(Entries taken from a collection)
[Start of section]

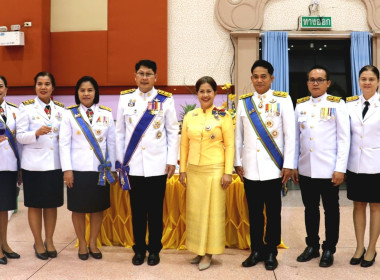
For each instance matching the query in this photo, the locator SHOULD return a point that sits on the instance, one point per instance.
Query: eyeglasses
(142, 75)
(318, 81)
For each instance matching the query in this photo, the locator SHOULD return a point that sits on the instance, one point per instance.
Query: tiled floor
(116, 262)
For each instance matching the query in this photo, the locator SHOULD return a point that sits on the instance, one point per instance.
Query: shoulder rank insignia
(165, 93)
(303, 99)
(352, 98)
(127, 91)
(59, 104)
(105, 108)
(11, 104)
(72, 106)
(28, 102)
(334, 98)
(280, 93)
(245, 95)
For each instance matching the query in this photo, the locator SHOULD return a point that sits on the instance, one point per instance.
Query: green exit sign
(315, 22)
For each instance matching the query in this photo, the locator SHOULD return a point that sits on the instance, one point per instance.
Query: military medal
(269, 123)
(157, 124)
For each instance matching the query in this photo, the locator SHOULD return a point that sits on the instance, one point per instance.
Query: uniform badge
(157, 124)
(131, 102)
(269, 123)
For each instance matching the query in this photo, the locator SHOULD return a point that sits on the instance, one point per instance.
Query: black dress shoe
(97, 256)
(271, 263)
(356, 261)
(41, 256)
(12, 255)
(252, 260)
(365, 263)
(51, 254)
(3, 260)
(153, 258)
(83, 257)
(327, 259)
(138, 258)
(308, 254)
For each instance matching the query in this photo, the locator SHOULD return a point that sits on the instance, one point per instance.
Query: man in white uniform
(322, 147)
(146, 153)
(264, 159)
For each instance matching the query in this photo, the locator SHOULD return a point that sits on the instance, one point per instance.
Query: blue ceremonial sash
(141, 127)
(261, 131)
(105, 166)
(12, 142)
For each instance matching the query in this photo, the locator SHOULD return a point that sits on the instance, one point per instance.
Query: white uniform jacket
(8, 160)
(364, 154)
(75, 151)
(159, 144)
(42, 153)
(322, 136)
(249, 150)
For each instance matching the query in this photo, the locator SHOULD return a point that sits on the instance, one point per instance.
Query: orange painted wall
(136, 30)
(17, 63)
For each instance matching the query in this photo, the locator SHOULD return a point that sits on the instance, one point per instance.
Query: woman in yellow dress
(206, 163)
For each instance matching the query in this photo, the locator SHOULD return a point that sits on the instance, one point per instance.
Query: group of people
(271, 143)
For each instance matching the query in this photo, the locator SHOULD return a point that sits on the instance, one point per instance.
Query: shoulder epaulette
(28, 102)
(280, 93)
(72, 106)
(105, 108)
(59, 104)
(303, 99)
(352, 98)
(11, 104)
(334, 98)
(165, 93)
(245, 95)
(127, 91)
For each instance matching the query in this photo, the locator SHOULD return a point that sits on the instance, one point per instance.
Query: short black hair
(319, 67)
(263, 63)
(147, 63)
(205, 80)
(4, 81)
(43, 74)
(371, 68)
(93, 82)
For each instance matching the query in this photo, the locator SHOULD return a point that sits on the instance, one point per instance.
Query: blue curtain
(275, 50)
(360, 56)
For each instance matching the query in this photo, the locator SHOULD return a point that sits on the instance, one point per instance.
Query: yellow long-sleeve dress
(207, 151)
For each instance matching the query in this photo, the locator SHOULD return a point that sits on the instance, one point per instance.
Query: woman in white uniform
(87, 148)
(37, 130)
(364, 163)
(9, 152)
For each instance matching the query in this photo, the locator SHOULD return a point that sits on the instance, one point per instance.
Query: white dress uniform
(364, 154)
(75, 151)
(250, 152)
(322, 136)
(6, 151)
(159, 145)
(42, 153)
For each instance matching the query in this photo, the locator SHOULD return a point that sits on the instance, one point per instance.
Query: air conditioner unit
(12, 38)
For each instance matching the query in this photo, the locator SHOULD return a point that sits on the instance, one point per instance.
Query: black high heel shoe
(41, 256)
(356, 261)
(365, 263)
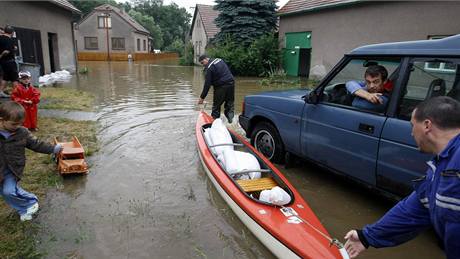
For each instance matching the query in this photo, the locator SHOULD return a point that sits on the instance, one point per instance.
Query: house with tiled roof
(203, 28)
(315, 34)
(43, 33)
(109, 33)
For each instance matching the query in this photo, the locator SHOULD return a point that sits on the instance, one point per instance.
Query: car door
(340, 136)
(399, 160)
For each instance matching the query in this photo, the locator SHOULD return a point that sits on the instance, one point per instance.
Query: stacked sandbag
(62, 76)
(276, 196)
(237, 161)
(232, 161)
(216, 135)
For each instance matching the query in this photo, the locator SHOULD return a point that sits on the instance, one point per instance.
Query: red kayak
(288, 231)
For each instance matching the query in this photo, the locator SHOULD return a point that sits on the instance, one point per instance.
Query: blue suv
(375, 148)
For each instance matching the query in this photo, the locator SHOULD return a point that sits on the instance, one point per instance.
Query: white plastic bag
(276, 196)
(220, 135)
(247, 161)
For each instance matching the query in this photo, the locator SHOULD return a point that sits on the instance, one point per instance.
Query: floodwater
(147, 195)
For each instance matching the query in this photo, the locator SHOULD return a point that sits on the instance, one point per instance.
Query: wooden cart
(71, 160)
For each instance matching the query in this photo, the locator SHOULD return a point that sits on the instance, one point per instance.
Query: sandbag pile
(276, 196)
(62, 76)
(232, 161)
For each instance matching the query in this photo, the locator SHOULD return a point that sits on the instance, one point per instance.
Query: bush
(261, 57)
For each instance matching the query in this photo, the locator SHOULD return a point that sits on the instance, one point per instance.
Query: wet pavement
(147, 195)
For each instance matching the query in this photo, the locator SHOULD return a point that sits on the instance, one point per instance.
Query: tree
(245, 20)
(173, 21)
(151, 26)
(87, 6)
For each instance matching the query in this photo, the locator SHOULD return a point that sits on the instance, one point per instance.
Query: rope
(332, 241)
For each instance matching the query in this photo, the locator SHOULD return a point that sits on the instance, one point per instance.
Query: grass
(17, 239)
(65, 99)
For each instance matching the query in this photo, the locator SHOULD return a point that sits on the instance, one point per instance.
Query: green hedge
(261, 57)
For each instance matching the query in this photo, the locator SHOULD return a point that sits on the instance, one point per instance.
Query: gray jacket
(13, 151)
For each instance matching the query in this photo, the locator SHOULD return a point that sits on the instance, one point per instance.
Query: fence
(117, 56)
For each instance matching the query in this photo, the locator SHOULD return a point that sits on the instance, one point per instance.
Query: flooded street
(147, 194)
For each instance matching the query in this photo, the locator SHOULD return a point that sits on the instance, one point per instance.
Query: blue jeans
(14, 195)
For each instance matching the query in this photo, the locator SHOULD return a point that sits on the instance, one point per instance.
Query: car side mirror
(312, 98)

[End of section]

■ **What to work on**: The entries above are to be printed again word for word, with every picture removed.

■ **Answer box**:
For each instance matching the query in this photo, the locator SHOULD return a point that sits on the instance, one point per instance.
Query: eyeglasses
(142, 75)
(318, 81)
For each instance matching the query in this photo, the locator SHOULD return a point that sits on the instance, one point per instance.
Query: tiled floor
(116, 262)
For each instance matching the query in this photo, the locator SHOULD return a point that sits on the instance, one point per instance.
Query: shoulder rank insignia
(165, 93)
(303, 99)
(352, 98)
(127, 91)
(59, 104)
(105, 108)
(11, 104)
(72, 106)
(28, 102)
(334, 98)
(280, 93)
(245, 95)
For each instance matching the query in this photo, the locator SHOULD return a point that sits on the instance, one point per instance.
Query: green exit sign
(315, 22)
For each instance matching the query in this photo, the locator SHOULD return a point that sits on the instance, one point per instance.
Query: military medal
(269, 123)
(157, 124)
For each instance matching the query in this photo, the locator SHOULD return a point that sits on the instance, one point per instance.
Query: uniform badge
(157, 124)
(131, 102)
(269, 123)
For each instance matching the query in this photo, the locator SHOULD return a point that sits on the instance, one point per instance.
Query: black dress shoe
(97, 256)
(271, 263)
(356, 261)
(41, 256)
(12, 255)
(252, 260)
(365, 263)
(51, 254)
(3, 260)
(153, 258)
(83, 257)
(327, 259)
(138, 258)
(308, 254)
For each instance matching the query in this photo, the locator SHOULD return a point that sits on the instance, one point per instance.
Query: man in white uniform
(322, 147)
(146, 153)
(264, 159)
For each instance matching the query in this photo, the locator SHOULD return a point that sits on the instance, one point per instance.
Query: blue ceremonial sash
(141, 127)
(261, 131)
(105, 166)
(12, 142)
For each instance matching the query in this photo, the locator SHOULD return a point that sits on the instance, one point per instance.
Query: white uniform jacket
(8, 160)
(364, 154)
(75, 151)
(159, 144)
(42, 153)
(322, 136)
(249, 150)
For each instance matching the query in this photo, the locator SHOULD return a point that sits on the instance, one point per instance.
Query: orange painted wall
(136, 30)
(17, 63)
For each instance matching the query in this photo, the locator SHOULD return a point that sits on the instance, one point per instance.
Query: woman in yellow dress
(206, 163)
For each instance matching the query in this photo, the locator SHOULD return a point that sits on the instance, one point per instance.
Query: group of people
(271, 143)
For each instance matching the query in this photo, the locator SHOULD return a point that sits on the instance, one point per instance.
Query: shoulder epaulette
(28, 102)
(280, 93)
(72, 106)
(105, 108)
(59, 104)
(303, 99)
(352, 98)
(11, 104)
(334, 98)
(165, 93)
(245, 95)
(127, 91)
For each instance matching the query in this photo, the locator SHOULD return a point that sits on the instance, one point per instance.
Query: short black hair
(319, 67)
(263, 63)
(147, 63)
(205, 80)
(4, 81)
(43, 74)
(371, 68)
(93, 82)
For each instance matching the query in this photo, the locator SHOULD return a point that sits on the instance, one point per instance.
Query: blue curtain
(275, 50)
(360, 56)
For each instance matching the query in this photo, the locator SHOULD return a point that sits on the instance, one point per instance.
Query: yellow long-sleeve dress
(207, 151)
For each instance matching the query in this photo, the locator SHOULD return a point that sits on the instance, one point per instance.
Query: woman in white uniform
(87, 148)
(37, 130)
(364, 163)
(9, 152)
For each instance matching the query in this photo, the locator SHOULD return a point that sits on the instance, one point per instance.
Query: white dress uniform
(364, 154)
(75, 151)
(250, 152)
(322, 136)
(6, 151)
(159, 145)
(42, 153)
For each instance matching the query in this photo, the locator SHOULD return a point that sits on the instance, one point per instance.
Query: air conditioner unit
(12, 38)
For each instance matching the query in this photo, the locator SHOULD return a point that sits on the instance, one point per instance.
Query: black high heel shoe
(41, 256)
(356, 261)
(365, 263)
For each instance matching the query in this photo, the locator SHOULD return a point that sits on the instance, one point per instance.
Query: house with tiled roof
(203, 28)
(315, 34)
(43, 33)
(109, 33)
For each instance matching the query in this photo, the locator SHOULD return a point that sits on the instance, one point per instance.
Query: car door
(340, 136)
(399, 160)
For each instance matching the query in this photo, the locator SHOULD return a point that sits on the instance, one point per instance.
Query: stacked sandbag
(62, 76)
(276, 196)
(237, 161)
(232, 161)
(216, 135)
For each instance matching the query in this photo, the locator SHOULD return a point that sits on the instance, one point per instance.
Query: red kayak
(288, 231)
For each instance matching the query in this photo, the locator SHOULD return a point that sits on the instance, one point per instance.
Query: blue suv
(375, 148)
For each instance matching the query in this photo, the locator SHOULD return a point that sits on the instance, one point per instance.
Query: white plastic bag
(276, 196)
(220, 135)
(247, 161)
For each instance matching the query in this photo, the locator SHOULD return a point that sits on the instance, one point per instance.
Query: floodwater
(147, 195)
For each instance matching the query in this photo, the locator SHOULD return a point that sits on the instance, one point per instance.
Query: wooden cart
(71, 160)
For each instance matching the query in this photo, the locator SHOULD return a point that sits on the instance, one point per instance.
Query: sandbag pile
(276, 196)
(62, 76)
(232, 161)
For each instance matching the query in this photo, the locator SHOULD return a point that sits on the instance, one point per instance.
Query: bush
(261, 57)
For each instance matching the query in this photo, the locator SHOULD return a point that sits on the instance, one point per instance.
Query: wet pavement
(147, 195)
For each instance matching the query in this photo, the locator SHOULD return a point that sits on the instance, one point per instance.
Query: tree
(245, 20)
(173, 21)
(151, 26)
(87, 6)
For each instance matching the query in this photo, the locator SHOULD return a point that sits on the instance, one point per instance.
Query: rope
(332, 241)
For each instance matching the query in this photo, the locator SHOULD return a point that sits on the instance, one point per instance.
Query: grass
(17, 239)
(65, 99)
For each instance matching the query in this photo, the locator SHOULD return a point that sits on the instance, one point per instance.
Query: green hedge
(261, 57)
For each instance matching the query in this photo, the locator SHOULD return a point that sits on the instance, one point per instance.
Query: gray jacket
(13, 151)
For each instance matching the query in this photo, the locator SHOULD return a point that sits on the instance, one point per instance.
Query: fence
(117, 56)
For each instance matching the query in this photo, the locator SHOULD return a point that sits on the instance, one point per instance.
Query: flooded street
(147, 194)
For each instance matching the query in this photo, the locator SHOULD return a point that sits on the instance, one point per instance.
Query: blue jeans
(14, 195)
For each instance matching the query in this photo, the locator SHOULD return a point that sits on the instance, one point per instance.
Query: car side mirror
(312, 98)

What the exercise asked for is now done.